In a setback for advocates for gay rights, a Japanese court has declared that a prohibition on same-sex marriage is not unconstitutional.

Three same-sex couples—two male and one female—filed the case in Japan’s Osaka district court. Japan is the only country in the Group of Seven that forbids same-gender unions.

The court dismissed their requests for 1 million yen ($7,414) in damages for each couple in addition to rejecting their argument that being unable to marry was unconstitutional, according to Mail Online.

The plaintiffs’ intentions were not immediately evident, and this was only the second lawsuit on the subject to be heard in Japan.

Following the decision, national broadcaster NHK aired images of an unidentified female complainant saying, “This is bad, really awful,” while sobbing outside the courthouse.

This comes after a Sapporo court ruled in favor of an argument that forbidding same-sex marriage was illegal in March 2021.

In the nation, where public support for same-sex marriage has been growing in opinion polls, the most recent decision sparked a spike in comments on social media.

A lawyer working on the third lawsuit regarding the matter, which is being heard in Tokyo and has a decision due later this year, tweeted, “Unbelievable.”

According to the constitution of Japan, marriage is founded on “the mutual consent of both sexes.”

The hopes of activists and attorneys for the Osaka case, however, were raised by the establishment of partnership rights for same-sex couples in the capital city of Tokyo last week, as well as by rising support in surveys.

The laws in Japan now prohibit same-sex couples from becoming legally married, inheriting their partner’s property, including any joint homes, and having parental responsibility for their partner’s children.

Even though partnership permits granted by some local governments enable same-sex couples to cohabitate and have access to hospitals, they do not grant them the entire range of legal privileges enjoyed by heterosexual couples.

Even though the topic needs to be “seriously considered,” Japanese Prime Minister Fumio Kishida’s ruling Liberal Democratic Party (LDP) has not yet made any preparations to investigate it or put out legislation.

[Dataset excerpts]
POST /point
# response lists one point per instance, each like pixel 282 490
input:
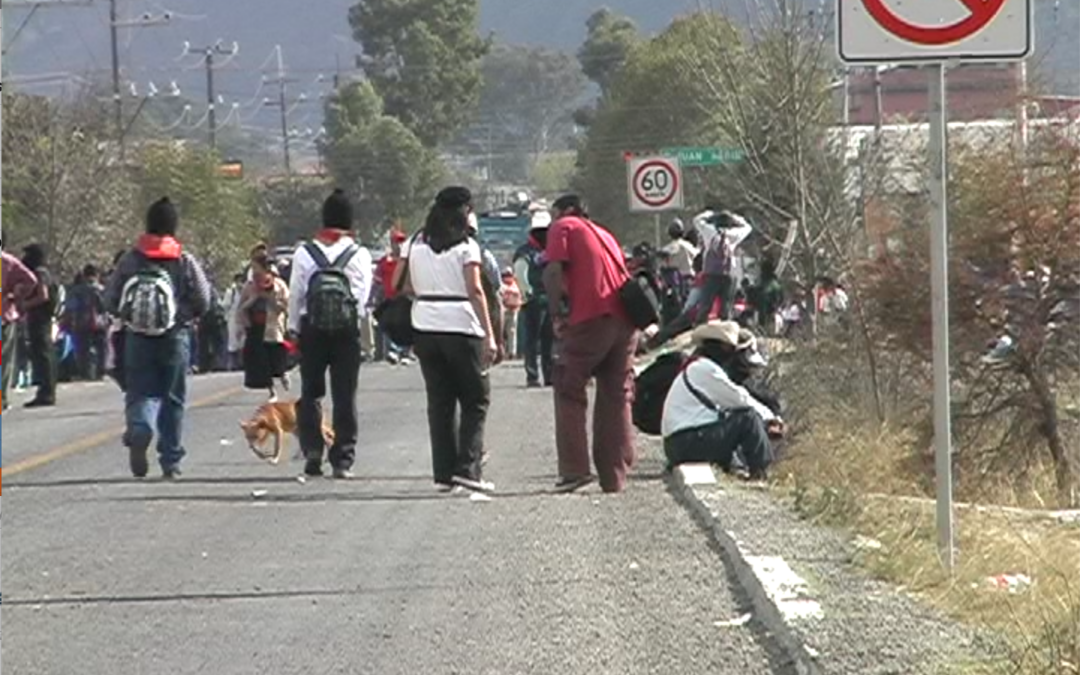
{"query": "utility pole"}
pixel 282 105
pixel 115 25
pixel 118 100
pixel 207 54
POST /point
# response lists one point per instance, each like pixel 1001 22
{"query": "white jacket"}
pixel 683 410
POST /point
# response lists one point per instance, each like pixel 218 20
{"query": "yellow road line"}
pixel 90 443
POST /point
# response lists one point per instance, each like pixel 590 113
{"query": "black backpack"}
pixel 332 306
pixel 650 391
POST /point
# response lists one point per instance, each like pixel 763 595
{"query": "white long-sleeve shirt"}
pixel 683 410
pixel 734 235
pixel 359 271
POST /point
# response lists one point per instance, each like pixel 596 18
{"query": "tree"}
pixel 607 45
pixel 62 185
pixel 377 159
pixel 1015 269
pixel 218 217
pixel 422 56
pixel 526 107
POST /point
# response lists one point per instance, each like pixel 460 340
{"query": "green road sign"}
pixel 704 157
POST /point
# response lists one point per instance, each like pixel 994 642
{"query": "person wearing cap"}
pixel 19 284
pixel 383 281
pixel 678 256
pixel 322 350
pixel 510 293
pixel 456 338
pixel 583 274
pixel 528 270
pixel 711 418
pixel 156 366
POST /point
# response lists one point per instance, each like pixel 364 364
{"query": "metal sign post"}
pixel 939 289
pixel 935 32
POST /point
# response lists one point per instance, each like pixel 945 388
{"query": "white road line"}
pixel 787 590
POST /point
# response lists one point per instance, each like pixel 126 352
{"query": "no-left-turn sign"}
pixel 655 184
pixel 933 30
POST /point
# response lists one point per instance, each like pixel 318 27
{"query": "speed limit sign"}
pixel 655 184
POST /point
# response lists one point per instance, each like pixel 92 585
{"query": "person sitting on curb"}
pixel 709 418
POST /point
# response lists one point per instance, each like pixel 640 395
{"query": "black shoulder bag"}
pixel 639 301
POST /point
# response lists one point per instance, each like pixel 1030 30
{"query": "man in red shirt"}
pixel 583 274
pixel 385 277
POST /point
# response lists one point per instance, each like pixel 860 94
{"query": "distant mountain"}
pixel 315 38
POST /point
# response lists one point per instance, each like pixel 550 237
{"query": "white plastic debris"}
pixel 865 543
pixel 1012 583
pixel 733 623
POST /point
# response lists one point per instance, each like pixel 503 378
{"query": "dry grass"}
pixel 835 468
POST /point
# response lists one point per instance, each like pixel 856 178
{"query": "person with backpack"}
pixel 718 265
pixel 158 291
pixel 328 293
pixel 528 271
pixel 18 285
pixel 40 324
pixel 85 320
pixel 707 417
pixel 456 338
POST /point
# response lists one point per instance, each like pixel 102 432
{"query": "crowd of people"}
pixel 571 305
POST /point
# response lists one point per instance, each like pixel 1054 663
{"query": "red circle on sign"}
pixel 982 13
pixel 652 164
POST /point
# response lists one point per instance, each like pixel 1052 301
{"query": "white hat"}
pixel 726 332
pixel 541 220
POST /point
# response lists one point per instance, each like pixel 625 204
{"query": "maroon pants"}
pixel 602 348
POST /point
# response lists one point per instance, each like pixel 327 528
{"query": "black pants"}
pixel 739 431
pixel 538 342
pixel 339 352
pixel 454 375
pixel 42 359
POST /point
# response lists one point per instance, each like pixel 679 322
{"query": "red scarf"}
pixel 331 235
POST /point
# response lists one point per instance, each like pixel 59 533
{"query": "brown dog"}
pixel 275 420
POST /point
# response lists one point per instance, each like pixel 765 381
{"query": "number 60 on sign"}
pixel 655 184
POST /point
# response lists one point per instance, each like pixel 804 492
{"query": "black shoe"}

WHAT THIS TASK INVOLVES
Could you edit the article on the Osaka same-sex marriage ruling, starting at the words "The laws in" and stopping after "put out legislation.", so that "permits" becomes "certificates"?

SOLVED PROBLEM
The laws in Japan now prohibit same-sex couples from becoming legally married, inheriting their partner’s property, including any joint homes, and having parental responsibility for their partner’s children.

Even though partnership certificates granted by some local governments enable same-sex couples to cohabitate and have access to hospitals, they do not grant them the entire range of legal privileges enjoyed by heterosexual couples.

Even though the topic needs to be “seriously considered,” Japanese Prime Minister Fumio Kishida’s ruling Liberal Democratic Party (LDP) has not yet made any preparations to investigate it or put out legislation.